_Requirements_:
a. Answer these from the passage on rabbinic courts and ownership:
(i) Which book do most rabbinic scholars say the principle is taken from?
(ii) What purpose for the property ruled ownerless does the passage mention?
(iii) According to the Shitah Mekubezet, to whom does the court give permission to acquire the object?
b. Repeat word for word the part of the passage on rabbinic courts and ownership starting with "There is a deliberate" and going on through "from the Torah.".
c. Put this sentence from the passage on rabbinic courts and ownership into Spanish: "Most rabbinic scholars hold the view that, although the principle is taken from the Book of Ezra, the ruling is tantamount to a ruling taken from the Torah."

_Extracted text_:
* begin *

There is a deliberate debate as to whether a court can transfer an object from one person to another, or whether it can only remove an object into a state of being ownerless. Another discussion is about whether an act of taking possession as enacted by the Sages of Israel and whose validity is derived only from a rabbinic ordinance is considered a valid act of acquisition in matters directly affecting a biblical law or injunction, in what concerns a court ruling property as ownerless, so that the same property may now be used to betroth a woman. Most rabbinic scholars hold the view that, although the principle is taken from the Book of Ezra, the ruling is tantamount to a ruling taken from the Torah.

The Shitah Mekubezet explains that the court's power to dispense with a particular thing does not yet confer its ownership upon another. Rather, the court merely relinquishes the object from its first owners, and gives permission to another to acquire that object.

* end *

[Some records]

* begin *

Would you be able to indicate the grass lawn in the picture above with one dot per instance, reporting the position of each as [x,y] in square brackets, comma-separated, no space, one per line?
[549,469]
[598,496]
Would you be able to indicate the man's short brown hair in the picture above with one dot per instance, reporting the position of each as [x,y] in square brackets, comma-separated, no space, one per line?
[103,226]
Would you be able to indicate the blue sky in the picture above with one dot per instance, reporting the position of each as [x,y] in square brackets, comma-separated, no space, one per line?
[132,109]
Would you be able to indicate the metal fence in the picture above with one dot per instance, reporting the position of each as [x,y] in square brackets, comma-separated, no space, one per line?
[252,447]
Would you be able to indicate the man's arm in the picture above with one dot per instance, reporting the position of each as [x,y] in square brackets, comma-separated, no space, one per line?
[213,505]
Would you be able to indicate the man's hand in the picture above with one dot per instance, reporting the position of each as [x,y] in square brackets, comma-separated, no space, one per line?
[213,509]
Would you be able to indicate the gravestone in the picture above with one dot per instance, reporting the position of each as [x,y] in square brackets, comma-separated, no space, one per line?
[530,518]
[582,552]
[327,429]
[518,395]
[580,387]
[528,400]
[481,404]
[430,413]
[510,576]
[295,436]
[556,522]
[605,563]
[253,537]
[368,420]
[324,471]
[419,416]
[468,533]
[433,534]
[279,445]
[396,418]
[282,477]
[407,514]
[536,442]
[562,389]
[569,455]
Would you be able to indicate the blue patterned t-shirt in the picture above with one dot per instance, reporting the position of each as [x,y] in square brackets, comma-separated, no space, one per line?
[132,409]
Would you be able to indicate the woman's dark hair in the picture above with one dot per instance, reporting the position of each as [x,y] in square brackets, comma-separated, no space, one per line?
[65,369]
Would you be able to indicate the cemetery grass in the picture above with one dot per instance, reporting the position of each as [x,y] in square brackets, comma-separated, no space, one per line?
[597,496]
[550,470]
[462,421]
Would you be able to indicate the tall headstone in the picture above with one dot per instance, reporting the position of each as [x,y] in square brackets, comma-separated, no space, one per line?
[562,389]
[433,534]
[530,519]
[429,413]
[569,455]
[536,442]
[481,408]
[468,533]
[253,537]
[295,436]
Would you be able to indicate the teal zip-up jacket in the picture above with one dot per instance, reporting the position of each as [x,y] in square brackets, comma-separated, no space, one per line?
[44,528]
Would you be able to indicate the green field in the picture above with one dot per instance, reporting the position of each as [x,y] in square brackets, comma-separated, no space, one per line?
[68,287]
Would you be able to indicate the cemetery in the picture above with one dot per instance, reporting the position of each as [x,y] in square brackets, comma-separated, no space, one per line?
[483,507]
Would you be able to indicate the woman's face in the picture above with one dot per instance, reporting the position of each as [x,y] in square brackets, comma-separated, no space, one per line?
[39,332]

* end *

_Task-by-task answers_:
a.
(i) The Book of Ezra
(ii) Using it to betroth a woman
(iii) To another person

b.
There is a deliberate debate as to whether a court can transfer an object from one person to another, or whether it can only remove an object into a state of being ownerless. Another discussion is about whether an act of taking possession as enacted by the Sages of Israel and whose validity is derived only from a rabbinic ordinance is considered a valid act of acquisition in matters directly affecting a biblical law or injunction, in what concerns a court ruling property as ownerless, so that the same property may now be used to betroth a woman. Most rabbinic scholars hold the view that, although the principle is taken from the Book of Ezra, the ruling is tantamount to a ruling taken from the Torah.

c. La mayoría de los eruditos rabínicos sostienen que, aunque el principio se toma del Libro de Esdras, el fallo equivale a un fallo tomado de la Torá.